I have been with CHSO "before time began" (2000). Before that, Paul contracted ad hoc groups of musicians for productions at Franklin School of Performing Arts. At that time (1996 or so), my wife worked for his wife Sue at a transcription business in Milford. Sue invited us to a Christmas party at their house on Claflin St.

I met some fellow musicians there, I got hired on for "King and I" and "Guys and Dolls" at FPAC and segued into CHSO when it started up. In the first CHSO concert (May 2000), we did ?Orff's Carmina Burana with a ?Dvorak Wind Serenade.

Nearly twenty-two years later. The camaraderie was amplified in our work towards the most recent concert on February 5, 2022. Shostakovich, Prokofiev and Borodin. Paul said he plans four rehearsals for each show. At the fourth rehearsal (the performance itself!), the audience gets to come! We are constantly striving to meet the challenge and make it better the next time (albeit in a different program, the next set of repertoire.)

The performance crystallizes us at our best at that moment in time. We are acutely aware of our stand partner, our section, our distant sections of the orchestra, listening like hawks, amplifying the markings printed in the music, and the personal notes we took from our experience in the three prior rehearsals. Invariably, the Hippocratic oath, "Do no harm!" (meaning don't be a soloist during a silent moment or play loudly out of tune in an exposed passage), and in every case, make the good resound more clearly than you ever did before. It is group-think of a very noble kind.  

In a busy orchestra texture, the good and desired intentions reinforce each other, and the anomalies get buried – fortunately! -- the result is miraculous if the conductor has prepared the way for us in our good thoughts.

* _YOUR TASK_:
Extend the reflection on playing in the CHSO orchestra, picking up right after its last sentence. The data that comes next isn't needed here.

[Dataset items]

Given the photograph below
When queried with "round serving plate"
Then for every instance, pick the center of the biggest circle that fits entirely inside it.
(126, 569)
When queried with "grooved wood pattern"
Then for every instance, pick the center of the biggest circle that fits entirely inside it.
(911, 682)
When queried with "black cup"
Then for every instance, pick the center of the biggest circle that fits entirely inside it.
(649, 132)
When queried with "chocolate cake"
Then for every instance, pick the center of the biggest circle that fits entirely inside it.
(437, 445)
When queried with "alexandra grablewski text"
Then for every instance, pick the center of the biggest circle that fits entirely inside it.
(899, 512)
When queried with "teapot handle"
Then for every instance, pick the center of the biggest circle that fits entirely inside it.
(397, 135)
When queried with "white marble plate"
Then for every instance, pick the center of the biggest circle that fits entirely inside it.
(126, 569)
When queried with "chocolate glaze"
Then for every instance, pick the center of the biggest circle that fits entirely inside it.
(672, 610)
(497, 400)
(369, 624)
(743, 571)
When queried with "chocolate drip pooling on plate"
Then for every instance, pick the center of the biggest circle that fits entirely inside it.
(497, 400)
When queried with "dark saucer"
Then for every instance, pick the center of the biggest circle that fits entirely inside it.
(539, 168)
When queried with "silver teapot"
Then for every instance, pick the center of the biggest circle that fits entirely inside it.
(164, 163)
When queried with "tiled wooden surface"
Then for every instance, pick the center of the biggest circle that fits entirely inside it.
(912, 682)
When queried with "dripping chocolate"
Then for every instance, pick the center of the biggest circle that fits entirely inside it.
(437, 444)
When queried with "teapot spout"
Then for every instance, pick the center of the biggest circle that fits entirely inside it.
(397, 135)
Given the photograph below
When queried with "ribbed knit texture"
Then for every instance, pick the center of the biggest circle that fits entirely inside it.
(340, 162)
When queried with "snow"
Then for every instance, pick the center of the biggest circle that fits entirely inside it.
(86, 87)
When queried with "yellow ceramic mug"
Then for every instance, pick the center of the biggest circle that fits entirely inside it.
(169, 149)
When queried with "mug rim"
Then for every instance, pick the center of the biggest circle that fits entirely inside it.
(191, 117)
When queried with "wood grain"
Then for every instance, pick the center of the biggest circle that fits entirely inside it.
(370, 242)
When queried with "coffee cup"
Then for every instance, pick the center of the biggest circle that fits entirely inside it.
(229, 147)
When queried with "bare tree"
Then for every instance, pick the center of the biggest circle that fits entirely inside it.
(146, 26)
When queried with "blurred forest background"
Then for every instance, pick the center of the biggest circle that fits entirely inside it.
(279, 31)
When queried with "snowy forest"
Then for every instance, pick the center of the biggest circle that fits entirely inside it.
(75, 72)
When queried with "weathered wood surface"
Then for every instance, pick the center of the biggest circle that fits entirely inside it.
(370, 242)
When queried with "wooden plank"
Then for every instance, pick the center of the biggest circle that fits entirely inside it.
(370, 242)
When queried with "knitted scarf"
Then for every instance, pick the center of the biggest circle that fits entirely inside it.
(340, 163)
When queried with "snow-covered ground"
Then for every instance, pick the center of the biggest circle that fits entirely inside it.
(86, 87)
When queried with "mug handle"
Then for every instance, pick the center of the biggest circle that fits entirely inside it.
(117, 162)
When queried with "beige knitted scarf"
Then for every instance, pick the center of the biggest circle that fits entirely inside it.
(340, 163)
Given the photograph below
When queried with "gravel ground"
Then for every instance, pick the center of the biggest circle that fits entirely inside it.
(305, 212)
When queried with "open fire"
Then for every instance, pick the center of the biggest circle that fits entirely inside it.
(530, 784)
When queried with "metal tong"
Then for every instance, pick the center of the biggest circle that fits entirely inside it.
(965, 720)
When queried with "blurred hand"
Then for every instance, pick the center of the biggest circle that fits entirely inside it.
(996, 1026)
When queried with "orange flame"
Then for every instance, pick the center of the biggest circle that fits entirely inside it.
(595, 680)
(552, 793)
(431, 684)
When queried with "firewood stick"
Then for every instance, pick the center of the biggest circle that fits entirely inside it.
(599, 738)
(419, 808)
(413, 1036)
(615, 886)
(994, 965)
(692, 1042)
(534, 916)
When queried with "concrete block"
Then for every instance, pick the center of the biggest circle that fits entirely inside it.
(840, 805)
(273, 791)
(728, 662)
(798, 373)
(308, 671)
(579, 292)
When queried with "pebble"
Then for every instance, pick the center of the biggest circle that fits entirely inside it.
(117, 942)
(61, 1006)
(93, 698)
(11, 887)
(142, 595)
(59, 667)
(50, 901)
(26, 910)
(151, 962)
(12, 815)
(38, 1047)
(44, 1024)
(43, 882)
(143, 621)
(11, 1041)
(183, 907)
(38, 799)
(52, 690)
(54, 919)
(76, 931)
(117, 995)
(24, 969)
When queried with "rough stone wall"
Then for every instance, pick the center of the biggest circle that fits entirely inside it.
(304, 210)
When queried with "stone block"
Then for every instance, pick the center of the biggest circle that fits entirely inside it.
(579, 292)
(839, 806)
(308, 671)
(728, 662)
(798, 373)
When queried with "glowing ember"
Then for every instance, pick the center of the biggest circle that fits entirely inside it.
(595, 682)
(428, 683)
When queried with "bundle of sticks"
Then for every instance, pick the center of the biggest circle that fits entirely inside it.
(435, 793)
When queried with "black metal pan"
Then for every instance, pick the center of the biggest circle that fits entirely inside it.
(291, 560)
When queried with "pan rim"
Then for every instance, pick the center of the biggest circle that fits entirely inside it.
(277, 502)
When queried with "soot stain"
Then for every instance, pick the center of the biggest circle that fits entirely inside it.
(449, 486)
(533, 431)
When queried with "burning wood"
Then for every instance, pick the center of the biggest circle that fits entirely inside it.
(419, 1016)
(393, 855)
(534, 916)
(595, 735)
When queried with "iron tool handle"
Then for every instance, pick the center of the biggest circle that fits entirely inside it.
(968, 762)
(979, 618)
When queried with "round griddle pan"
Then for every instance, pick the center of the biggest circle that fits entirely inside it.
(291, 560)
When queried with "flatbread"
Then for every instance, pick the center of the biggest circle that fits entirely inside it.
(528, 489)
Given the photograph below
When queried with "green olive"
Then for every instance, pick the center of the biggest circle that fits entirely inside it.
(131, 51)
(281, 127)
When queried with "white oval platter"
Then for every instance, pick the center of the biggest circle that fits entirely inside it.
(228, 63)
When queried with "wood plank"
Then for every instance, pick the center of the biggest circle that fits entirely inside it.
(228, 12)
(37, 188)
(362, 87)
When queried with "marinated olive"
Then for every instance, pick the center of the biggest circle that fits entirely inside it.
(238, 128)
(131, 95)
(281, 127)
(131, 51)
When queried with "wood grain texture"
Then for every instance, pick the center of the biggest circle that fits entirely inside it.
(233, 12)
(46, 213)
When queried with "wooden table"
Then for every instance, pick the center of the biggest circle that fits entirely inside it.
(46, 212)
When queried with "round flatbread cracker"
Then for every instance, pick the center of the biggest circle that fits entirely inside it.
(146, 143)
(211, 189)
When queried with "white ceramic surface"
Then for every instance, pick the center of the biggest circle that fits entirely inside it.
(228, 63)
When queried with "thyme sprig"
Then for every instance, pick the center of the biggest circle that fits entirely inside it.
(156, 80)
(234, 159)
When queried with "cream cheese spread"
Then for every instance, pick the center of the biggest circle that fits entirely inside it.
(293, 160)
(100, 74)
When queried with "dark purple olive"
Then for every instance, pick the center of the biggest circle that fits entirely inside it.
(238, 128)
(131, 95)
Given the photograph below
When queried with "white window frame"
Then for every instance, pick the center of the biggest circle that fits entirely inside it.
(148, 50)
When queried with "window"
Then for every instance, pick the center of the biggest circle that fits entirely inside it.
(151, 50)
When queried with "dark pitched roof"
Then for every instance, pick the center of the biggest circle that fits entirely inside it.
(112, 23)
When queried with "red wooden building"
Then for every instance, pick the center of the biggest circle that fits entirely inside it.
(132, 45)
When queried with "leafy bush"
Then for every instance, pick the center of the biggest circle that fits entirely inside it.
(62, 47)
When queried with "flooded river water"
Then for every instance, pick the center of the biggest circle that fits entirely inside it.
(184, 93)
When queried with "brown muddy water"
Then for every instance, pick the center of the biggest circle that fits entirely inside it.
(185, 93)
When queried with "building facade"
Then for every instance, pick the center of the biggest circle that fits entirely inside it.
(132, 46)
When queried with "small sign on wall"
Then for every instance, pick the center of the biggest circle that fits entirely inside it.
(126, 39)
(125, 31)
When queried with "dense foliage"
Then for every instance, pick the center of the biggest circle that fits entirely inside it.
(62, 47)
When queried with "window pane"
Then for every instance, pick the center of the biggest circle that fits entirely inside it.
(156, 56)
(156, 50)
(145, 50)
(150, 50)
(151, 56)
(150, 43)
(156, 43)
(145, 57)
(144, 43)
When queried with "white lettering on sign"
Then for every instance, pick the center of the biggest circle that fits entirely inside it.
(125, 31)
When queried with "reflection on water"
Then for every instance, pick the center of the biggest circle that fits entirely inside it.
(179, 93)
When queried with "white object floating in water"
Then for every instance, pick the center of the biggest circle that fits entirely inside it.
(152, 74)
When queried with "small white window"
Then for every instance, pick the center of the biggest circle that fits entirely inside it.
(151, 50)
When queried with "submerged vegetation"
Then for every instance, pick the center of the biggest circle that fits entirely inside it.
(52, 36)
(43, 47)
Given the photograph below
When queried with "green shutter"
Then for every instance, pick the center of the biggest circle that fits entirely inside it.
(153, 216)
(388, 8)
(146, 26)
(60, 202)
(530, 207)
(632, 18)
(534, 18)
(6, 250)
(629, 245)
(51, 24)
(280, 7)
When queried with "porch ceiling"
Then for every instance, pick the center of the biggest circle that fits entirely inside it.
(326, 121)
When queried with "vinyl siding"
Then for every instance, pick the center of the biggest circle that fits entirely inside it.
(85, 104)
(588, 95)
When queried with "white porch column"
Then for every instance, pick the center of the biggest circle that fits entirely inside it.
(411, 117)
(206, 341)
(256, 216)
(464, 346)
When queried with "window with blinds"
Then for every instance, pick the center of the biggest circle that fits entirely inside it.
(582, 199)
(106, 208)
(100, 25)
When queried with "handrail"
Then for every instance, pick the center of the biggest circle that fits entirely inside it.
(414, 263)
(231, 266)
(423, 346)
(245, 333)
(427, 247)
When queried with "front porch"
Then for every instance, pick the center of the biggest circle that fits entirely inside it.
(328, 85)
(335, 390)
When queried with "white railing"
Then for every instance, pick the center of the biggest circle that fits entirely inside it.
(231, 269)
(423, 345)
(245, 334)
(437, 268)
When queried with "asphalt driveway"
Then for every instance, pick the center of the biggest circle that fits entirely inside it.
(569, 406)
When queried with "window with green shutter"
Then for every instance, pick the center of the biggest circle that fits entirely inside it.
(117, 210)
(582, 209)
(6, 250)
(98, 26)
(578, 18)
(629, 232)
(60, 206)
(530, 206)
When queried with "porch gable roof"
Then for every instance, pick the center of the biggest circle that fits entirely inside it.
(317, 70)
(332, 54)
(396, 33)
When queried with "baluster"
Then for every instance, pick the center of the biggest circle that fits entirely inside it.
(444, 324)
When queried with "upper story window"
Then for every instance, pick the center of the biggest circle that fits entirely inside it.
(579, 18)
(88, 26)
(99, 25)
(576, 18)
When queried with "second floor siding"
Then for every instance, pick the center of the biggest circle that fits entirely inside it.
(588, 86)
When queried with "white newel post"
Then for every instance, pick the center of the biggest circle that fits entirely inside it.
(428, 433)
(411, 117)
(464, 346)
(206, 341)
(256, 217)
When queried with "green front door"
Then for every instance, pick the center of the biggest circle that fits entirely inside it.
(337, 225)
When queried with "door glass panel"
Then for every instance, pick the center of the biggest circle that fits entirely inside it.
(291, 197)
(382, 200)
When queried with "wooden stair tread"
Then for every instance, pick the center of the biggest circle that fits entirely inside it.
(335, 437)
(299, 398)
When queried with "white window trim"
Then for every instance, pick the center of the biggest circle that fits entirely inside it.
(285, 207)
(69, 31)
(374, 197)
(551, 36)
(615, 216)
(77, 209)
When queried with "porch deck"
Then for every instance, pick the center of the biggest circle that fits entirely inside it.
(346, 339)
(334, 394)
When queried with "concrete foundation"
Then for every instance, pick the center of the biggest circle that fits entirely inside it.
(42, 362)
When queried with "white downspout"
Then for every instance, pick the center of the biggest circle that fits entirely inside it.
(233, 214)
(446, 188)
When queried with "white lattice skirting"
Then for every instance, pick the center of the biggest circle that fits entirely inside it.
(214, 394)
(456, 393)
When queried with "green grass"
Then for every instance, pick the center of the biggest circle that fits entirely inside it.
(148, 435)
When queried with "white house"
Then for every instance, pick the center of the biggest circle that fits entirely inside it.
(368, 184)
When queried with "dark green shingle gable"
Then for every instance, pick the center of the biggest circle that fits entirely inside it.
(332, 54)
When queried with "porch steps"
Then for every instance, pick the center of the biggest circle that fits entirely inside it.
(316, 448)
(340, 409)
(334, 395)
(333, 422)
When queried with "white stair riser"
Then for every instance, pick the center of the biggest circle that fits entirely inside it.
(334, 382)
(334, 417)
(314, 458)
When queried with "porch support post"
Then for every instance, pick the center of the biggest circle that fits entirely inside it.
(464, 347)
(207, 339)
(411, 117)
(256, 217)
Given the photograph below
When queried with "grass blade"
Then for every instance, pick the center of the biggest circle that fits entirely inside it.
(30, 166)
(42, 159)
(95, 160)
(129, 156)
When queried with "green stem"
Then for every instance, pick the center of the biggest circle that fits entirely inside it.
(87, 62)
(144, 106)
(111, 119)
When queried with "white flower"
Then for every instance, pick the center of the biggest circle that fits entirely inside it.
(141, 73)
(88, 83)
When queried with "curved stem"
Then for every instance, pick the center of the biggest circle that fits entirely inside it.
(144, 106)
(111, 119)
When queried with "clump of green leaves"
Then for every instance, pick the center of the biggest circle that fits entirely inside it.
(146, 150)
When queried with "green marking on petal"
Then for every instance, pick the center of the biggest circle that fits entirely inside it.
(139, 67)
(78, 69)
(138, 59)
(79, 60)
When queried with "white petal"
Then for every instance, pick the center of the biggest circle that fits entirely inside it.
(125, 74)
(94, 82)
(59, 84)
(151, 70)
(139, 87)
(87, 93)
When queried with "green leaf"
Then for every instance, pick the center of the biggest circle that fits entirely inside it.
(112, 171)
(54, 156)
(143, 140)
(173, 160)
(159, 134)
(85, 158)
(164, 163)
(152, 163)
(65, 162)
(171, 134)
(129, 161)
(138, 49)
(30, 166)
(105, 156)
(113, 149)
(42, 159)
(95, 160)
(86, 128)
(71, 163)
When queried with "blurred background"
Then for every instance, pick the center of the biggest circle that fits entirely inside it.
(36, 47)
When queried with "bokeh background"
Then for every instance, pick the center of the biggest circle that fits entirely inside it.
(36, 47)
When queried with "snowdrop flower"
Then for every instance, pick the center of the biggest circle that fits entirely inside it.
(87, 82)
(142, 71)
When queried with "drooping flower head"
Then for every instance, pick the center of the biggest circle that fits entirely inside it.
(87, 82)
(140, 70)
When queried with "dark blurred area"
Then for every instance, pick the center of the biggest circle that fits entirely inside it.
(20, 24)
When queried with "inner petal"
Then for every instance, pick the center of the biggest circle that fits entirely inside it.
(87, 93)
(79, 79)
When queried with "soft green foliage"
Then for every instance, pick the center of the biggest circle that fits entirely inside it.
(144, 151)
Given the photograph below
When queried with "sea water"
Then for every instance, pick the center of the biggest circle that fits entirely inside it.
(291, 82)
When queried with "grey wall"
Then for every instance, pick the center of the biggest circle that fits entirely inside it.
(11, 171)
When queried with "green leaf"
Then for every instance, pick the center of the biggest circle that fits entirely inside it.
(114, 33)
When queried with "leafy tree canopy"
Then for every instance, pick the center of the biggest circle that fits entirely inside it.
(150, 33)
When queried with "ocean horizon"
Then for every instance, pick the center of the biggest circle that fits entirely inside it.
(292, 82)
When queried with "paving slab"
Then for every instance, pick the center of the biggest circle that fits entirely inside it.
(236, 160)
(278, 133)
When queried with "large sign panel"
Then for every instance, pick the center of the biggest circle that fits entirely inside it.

* _EXERCISE ANSWER_:
In the Shostakovich, Paul perceived that Shostakovich intended some sections as machine-like and needing to move forward without dwelling on specific notes and adding in extra emotion that some phrases might imply.   ...because that slows the momentum of it all. Even if a bit of some melody could be a snatch of a love ballad in another context, he needed us to play it dispassionately. He illustrated it by voice…. two robotic people conversing... "Would  you  like  to  go out   together   Saturday  night? …….. "Yes  I  would  like  to  go   out.   Thank    you."  

In the opening Violin II passage, Paul said, "Play warmly." I penciled in "Warm" in my part, and with warm imagination played it so at the concert.   The warmth there was as cogent as the robots elsewhere!

After the concert, Paul remarked, "I was afraid I'd have a heart attack whipping those string players along at tempo!" We did our best, he did his best, and we all achieved an elevated state of being in those moments.

My memories of all the conversations and comments helped me make it happen in my little corner of the ensemble.